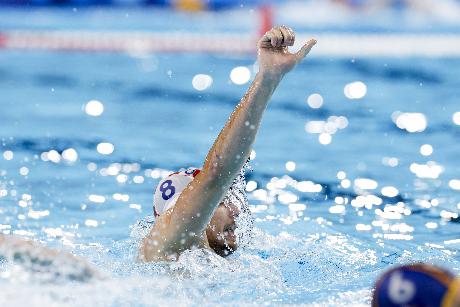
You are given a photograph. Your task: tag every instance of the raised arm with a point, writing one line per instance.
(197, 202)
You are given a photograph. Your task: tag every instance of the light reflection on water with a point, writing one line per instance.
(329, 218)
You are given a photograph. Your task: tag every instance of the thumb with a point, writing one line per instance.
(305, 50)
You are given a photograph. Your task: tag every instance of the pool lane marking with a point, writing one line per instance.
(329, 45)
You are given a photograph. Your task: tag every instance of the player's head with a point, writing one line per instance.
(231, 223)
(417, 285)
(221, 230)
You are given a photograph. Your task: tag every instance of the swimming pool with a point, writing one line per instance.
(316, 242)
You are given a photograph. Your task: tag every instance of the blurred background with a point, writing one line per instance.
(355, 166)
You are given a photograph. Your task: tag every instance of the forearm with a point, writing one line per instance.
(234, 143)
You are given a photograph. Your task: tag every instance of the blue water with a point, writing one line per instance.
(158, 123)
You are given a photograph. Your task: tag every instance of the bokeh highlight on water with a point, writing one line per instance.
(355, 169)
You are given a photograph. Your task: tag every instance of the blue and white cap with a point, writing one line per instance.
(416, 285)
(170, 188)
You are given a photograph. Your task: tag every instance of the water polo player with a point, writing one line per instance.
(191, 207)
(417, 285)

⁂

- _Task brief_
Copy out every entry above, character for character, excluding pictures.

- _Expected answer_
You are given a photograph. Your task: tag every instance of the raised arm with a point, writing one line per instance.
(197, 202)
You are given a photograph. Your task: tag every instance of the light reflection on water with a point, writing one line per instance.
(329, 218)
You are given a photograph. Your task: tag every instance of the thumb with a point, writing one line per instance.
(305, 50)
You are given a photograph. Your task: tag every instance of the pool lane marking with a point, writing one line per instance.
(329, 45)
You are given a photograph. Your task: tag every instance of the player's head with a point, writing one line per instance.
(231, 223)
(417, 285)
(221, 230)
You are given a photograph. Your task: tag every instance of the swimming pool with a point, writing one line per instance.
(316, 242)
You are given a photograph. Your task: tag every instance of the blurred background with a point, writing one line per instance.
(355, 166)
You are given a photograph. Your task: tag every instance of the forearm with a point, writing one line per instance.
(234, 143)
You are given a photograph. Your task: tag every instance of the blue water with a point, writing one line per instance.
(158, 123)
You are given a photograph. Your task: tag every instance of the bokeh highlight on water with a point, writing one line per instance.
(355, 169)
You are given a photograph. Your task: tag every instance of the blue and white cap with a point, writing one line per instance.
(416, 285)
(170, 188)
You are given a photograph. Your task: tag every instance of the water polo player with a point, writing one line per instance.
(191, 207)
(417, 285)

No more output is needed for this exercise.